Try it: Search the listing below for the line containing "If it's not too much trouble, please detect the dining". From there through the line containing "If it's not too much trouble, please detect the dark sofa", transcribe every line exactly, both ends included.

Exercise data:

========================================

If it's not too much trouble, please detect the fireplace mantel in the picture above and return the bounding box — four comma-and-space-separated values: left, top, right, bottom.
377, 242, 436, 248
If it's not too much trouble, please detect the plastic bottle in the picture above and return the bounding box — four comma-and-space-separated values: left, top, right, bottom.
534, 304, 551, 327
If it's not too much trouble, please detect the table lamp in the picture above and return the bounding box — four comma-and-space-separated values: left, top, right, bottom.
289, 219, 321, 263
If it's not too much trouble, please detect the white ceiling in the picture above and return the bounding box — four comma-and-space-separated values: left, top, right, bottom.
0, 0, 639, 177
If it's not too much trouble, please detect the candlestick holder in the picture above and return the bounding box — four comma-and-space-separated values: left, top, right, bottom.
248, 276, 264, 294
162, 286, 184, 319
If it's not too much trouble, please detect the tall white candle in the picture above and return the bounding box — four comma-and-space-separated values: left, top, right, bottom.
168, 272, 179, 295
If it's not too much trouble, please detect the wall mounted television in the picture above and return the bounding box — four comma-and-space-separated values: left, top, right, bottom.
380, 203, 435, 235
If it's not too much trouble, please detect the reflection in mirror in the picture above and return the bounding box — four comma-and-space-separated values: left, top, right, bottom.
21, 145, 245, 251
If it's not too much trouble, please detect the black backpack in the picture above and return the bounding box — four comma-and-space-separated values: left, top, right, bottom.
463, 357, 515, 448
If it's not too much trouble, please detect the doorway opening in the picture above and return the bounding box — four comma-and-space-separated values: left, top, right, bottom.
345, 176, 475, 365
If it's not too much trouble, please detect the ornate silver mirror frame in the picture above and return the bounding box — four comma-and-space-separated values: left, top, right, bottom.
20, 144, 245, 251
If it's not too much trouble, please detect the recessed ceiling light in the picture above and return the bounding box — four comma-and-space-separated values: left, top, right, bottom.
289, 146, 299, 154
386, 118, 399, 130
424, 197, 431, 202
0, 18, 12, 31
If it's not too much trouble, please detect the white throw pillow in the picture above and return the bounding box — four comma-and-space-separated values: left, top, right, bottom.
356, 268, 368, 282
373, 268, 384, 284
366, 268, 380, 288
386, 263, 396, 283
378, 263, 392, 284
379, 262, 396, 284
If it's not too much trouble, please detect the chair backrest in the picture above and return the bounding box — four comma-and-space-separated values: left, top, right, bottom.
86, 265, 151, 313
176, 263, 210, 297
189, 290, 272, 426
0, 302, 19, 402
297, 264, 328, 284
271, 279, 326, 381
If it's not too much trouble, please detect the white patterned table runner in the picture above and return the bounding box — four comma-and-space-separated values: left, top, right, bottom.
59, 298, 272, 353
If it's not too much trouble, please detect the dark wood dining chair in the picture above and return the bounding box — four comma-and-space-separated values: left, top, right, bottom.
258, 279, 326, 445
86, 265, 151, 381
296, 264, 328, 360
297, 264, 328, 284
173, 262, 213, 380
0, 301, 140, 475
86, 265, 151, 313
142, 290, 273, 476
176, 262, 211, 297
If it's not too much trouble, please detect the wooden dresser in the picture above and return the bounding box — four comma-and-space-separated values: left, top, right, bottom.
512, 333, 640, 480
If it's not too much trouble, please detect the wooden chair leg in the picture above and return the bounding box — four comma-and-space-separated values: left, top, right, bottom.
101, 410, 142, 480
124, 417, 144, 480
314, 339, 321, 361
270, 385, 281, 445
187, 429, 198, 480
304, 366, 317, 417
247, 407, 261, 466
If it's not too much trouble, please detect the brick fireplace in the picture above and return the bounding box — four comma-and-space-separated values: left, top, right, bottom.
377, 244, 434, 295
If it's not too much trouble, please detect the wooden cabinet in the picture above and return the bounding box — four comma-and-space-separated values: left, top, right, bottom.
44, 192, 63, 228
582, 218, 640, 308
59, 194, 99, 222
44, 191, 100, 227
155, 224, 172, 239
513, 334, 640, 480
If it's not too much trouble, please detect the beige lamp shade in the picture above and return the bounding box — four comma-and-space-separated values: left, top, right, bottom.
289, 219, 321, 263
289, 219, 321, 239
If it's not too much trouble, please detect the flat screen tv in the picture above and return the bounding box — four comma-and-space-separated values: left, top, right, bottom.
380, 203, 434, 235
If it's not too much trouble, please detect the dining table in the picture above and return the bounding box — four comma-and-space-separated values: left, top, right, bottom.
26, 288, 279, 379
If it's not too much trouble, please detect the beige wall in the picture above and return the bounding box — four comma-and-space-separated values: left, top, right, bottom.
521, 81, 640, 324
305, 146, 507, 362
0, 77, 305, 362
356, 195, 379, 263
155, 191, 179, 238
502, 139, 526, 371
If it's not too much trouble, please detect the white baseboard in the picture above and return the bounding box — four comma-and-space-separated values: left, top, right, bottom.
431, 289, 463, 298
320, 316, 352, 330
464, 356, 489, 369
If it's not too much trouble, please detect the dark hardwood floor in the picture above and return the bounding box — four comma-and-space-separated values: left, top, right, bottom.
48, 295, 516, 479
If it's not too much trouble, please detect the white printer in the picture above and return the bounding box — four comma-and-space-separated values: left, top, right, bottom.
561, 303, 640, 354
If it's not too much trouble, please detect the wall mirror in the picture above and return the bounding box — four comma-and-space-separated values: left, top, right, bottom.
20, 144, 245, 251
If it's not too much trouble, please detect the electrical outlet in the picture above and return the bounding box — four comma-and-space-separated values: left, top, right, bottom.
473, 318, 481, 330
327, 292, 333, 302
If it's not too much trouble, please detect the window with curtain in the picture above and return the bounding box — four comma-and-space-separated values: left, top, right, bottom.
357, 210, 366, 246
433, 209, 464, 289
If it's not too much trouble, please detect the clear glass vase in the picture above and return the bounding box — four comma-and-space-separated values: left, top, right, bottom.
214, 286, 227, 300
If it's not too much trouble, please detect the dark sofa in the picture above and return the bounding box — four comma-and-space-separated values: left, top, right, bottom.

========================================

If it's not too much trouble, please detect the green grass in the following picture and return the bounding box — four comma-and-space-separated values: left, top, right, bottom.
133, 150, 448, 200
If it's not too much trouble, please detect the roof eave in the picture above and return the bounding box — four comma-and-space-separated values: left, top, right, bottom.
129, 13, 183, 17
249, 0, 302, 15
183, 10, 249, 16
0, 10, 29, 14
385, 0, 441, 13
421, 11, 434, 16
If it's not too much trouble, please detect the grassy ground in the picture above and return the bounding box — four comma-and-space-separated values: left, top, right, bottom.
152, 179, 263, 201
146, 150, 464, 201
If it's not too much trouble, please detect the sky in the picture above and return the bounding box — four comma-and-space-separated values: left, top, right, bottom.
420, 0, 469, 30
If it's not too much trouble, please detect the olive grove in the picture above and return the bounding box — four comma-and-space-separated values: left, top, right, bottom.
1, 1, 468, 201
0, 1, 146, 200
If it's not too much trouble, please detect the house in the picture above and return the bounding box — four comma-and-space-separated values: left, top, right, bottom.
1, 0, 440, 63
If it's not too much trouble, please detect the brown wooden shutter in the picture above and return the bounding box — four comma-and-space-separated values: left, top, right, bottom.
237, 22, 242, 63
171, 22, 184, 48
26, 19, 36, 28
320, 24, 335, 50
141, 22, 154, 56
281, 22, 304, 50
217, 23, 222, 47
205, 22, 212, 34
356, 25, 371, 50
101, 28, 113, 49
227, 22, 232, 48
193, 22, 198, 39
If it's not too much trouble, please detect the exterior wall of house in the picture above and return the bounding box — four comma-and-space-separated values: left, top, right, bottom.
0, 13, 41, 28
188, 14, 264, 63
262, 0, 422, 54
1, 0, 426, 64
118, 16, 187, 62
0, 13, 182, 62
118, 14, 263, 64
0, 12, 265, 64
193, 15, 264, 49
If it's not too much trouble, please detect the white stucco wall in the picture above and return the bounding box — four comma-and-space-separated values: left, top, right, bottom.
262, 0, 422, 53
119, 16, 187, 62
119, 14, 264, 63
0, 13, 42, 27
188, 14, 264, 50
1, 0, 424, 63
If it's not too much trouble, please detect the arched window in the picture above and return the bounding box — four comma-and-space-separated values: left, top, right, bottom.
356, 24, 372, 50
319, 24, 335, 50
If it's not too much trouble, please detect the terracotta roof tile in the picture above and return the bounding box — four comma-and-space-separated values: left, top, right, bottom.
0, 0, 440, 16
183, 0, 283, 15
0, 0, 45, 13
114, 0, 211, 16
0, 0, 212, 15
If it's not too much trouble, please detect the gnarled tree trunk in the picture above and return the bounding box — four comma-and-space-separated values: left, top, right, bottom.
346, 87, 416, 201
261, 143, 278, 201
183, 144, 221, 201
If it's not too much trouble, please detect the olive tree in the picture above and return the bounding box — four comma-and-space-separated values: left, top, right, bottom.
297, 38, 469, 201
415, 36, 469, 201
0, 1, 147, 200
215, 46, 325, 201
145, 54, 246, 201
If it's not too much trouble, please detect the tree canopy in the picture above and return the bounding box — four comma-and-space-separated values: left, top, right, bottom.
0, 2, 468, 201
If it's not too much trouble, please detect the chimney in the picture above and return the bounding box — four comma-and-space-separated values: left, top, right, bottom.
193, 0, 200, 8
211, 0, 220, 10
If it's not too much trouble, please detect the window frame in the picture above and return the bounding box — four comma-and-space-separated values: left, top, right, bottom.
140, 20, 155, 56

========================================

Reply:
If it's not too much trouble, please detect the dining table in the picture above and return the bounding box — four comma-and-space-separated values: left, top, right, bottom.
26, 288, 279, 379
If it's not too much trouble, please detect the beige wall in the picture above and return the bounding box — four comma-and-space-separated values: left, top, right, bottom.
521, 81, 640, 324
305, 146, 507, 362
0, 77, 305, 362
356, 195, 379, 263
155, 191, 179, 238
502, 139, 526, 371
If it's not too much trouble, please detect the white baseboard in the picture above and return the bounding box — four comma-and-space-separated values: left, top, right, bottom.
431, 289, 463, 298
320, 316, 352, 330
464, 356, 489, 369
If it's not too much trouble, please detect the dark hardwood floor in the picture above and return the bounding box — four comma-and-space-separated values: left, top, right, bottom.
48, 295, 516, 479
If it's not too much trouble, please detect the white printer in the picture above and return the bounding box — four comma-and-space-separated values: left, top, right, bottom.
561, 303, 640, 354
If it's not too much trouble, please detect the wall mirror in the picture above and return the bounding box — four comma-and-space-separated values: left, top, right, bottom.
20, 144, 245, 251
If it's not too much trouble, please detect the electrical outlet in the picture above and return the bounding box — four comma-and-space-separated values: left, top, right, bottom.
473, 318, 481, 330
327, 292, 333, 302
If it's not too much trouble, please detect the window with curtain in the picture above and return the bounding box — four comma-and-space-separated values: left, top, right, bottom.
357, 210, 366, 246
433, 209, 464, 289
If it's not too much trouble, please detect the clear glass vase in the picture above and return the bounding box — four comma-and-space-separated values: left, top, right, bottom.
214, 286, 227, 300
If it's not too much trouble, please detect the dark sofa in the picture above and return the bounding box — four comma-and-space-separated values: left, top, right, bottom.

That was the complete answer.